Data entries
----

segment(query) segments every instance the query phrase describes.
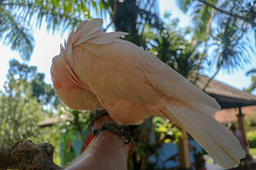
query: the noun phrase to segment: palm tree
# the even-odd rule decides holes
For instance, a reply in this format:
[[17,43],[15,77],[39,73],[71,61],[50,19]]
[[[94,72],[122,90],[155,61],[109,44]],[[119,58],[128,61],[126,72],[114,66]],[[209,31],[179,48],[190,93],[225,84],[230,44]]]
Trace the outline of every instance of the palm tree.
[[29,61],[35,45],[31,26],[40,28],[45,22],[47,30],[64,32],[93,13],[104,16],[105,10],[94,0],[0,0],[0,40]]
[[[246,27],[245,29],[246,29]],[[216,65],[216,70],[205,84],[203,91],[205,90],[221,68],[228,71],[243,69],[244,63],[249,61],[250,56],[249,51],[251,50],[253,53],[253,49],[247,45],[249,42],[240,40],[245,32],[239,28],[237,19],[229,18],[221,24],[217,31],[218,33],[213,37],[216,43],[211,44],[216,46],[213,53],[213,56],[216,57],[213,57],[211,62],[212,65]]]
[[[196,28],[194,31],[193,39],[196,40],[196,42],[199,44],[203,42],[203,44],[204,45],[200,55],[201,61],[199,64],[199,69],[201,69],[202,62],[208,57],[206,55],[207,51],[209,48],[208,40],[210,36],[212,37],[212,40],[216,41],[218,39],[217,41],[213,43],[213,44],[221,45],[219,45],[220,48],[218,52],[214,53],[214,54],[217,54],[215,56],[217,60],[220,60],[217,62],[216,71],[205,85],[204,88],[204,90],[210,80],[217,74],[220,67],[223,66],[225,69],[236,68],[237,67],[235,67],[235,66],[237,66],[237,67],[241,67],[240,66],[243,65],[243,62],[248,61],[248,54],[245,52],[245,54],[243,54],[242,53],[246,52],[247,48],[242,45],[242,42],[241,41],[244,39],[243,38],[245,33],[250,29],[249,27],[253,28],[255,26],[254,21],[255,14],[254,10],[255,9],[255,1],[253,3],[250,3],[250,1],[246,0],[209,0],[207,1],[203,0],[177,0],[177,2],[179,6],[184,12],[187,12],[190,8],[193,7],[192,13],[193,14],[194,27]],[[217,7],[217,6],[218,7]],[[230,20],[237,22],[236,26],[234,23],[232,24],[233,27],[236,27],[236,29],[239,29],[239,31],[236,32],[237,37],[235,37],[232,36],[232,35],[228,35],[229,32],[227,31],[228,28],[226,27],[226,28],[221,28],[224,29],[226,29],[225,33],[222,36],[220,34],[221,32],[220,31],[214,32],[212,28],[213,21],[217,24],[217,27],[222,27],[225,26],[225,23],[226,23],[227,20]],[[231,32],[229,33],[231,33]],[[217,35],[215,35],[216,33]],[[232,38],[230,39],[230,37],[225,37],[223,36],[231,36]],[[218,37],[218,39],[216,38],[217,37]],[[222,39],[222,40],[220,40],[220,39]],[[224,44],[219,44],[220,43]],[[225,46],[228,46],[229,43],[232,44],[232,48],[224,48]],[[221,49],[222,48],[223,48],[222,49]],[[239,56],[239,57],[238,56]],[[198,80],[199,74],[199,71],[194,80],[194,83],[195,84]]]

----

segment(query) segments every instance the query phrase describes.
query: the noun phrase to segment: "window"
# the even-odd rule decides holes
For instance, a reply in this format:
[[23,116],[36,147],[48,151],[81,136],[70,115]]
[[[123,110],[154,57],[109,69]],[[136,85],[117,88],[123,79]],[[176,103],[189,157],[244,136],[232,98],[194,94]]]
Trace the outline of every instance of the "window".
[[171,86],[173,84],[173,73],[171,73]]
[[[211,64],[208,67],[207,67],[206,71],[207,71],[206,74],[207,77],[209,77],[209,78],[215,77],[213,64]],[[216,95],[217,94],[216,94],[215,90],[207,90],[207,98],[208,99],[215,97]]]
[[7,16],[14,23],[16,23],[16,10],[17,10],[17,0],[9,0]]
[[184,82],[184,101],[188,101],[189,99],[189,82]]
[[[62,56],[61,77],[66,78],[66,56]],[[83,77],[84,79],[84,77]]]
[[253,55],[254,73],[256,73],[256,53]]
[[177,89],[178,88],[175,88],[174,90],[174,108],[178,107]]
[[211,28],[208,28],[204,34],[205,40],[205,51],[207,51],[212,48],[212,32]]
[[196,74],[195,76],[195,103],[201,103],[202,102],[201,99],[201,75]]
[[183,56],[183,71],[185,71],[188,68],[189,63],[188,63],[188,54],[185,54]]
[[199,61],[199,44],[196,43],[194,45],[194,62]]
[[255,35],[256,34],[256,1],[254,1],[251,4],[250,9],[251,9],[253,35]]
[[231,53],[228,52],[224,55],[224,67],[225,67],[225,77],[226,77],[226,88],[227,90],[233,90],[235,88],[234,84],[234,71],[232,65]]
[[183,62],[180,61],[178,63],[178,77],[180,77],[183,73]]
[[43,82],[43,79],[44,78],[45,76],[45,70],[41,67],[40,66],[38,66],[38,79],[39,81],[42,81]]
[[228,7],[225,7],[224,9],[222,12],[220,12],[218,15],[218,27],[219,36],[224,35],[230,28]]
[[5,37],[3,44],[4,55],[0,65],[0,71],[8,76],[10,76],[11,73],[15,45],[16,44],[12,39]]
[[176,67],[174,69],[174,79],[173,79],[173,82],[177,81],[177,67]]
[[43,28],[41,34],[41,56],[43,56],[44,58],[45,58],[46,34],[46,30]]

----

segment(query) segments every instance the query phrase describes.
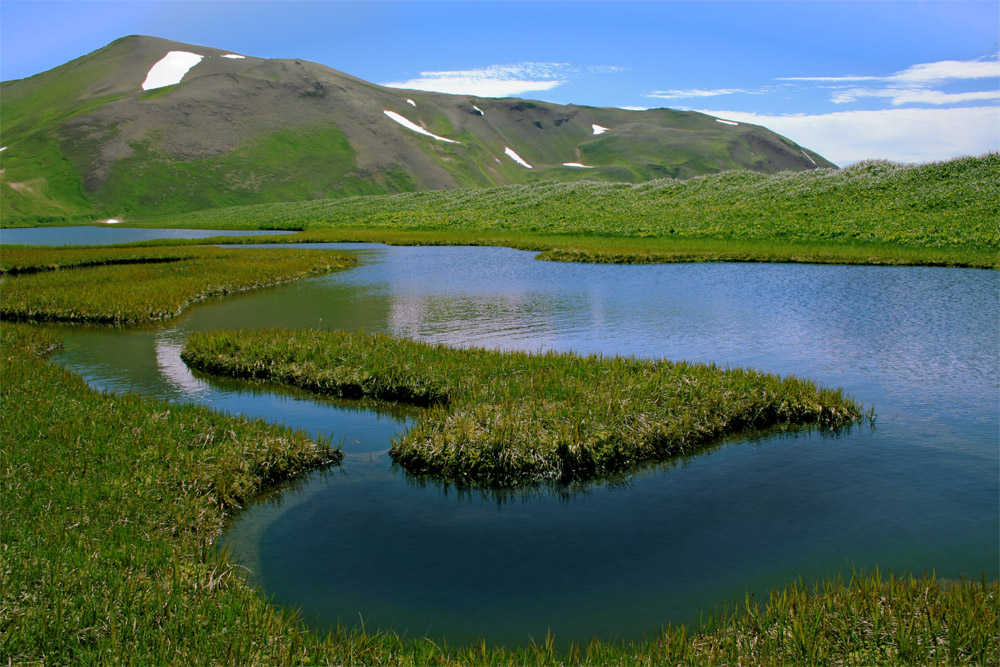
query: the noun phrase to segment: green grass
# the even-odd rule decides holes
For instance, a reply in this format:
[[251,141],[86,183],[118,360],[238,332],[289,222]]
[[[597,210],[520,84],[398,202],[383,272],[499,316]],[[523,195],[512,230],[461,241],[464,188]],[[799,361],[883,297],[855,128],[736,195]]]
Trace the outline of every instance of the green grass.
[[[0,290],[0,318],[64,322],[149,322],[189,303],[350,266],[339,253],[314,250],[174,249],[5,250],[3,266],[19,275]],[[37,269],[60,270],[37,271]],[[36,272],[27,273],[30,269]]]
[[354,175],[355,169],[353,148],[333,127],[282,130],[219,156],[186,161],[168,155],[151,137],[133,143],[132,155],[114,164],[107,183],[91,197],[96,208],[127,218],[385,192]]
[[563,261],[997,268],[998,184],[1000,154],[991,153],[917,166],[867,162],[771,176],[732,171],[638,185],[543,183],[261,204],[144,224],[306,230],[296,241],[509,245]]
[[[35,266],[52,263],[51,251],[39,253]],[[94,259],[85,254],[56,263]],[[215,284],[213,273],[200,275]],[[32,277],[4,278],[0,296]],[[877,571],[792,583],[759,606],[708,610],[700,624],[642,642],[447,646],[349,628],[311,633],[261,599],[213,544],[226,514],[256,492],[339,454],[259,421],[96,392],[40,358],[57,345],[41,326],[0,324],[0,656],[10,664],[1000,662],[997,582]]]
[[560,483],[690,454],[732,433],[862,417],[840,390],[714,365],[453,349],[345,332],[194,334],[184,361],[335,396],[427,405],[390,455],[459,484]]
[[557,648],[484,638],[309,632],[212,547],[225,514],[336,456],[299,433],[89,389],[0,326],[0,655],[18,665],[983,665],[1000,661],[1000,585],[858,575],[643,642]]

----

__Aim of the task__
Which lines in the data above contain the string "window"? Gather each of them and copy it out.

__Worked answer__
query: the noun phrase to segment: "window"
Trace the outline of every instance of the "window".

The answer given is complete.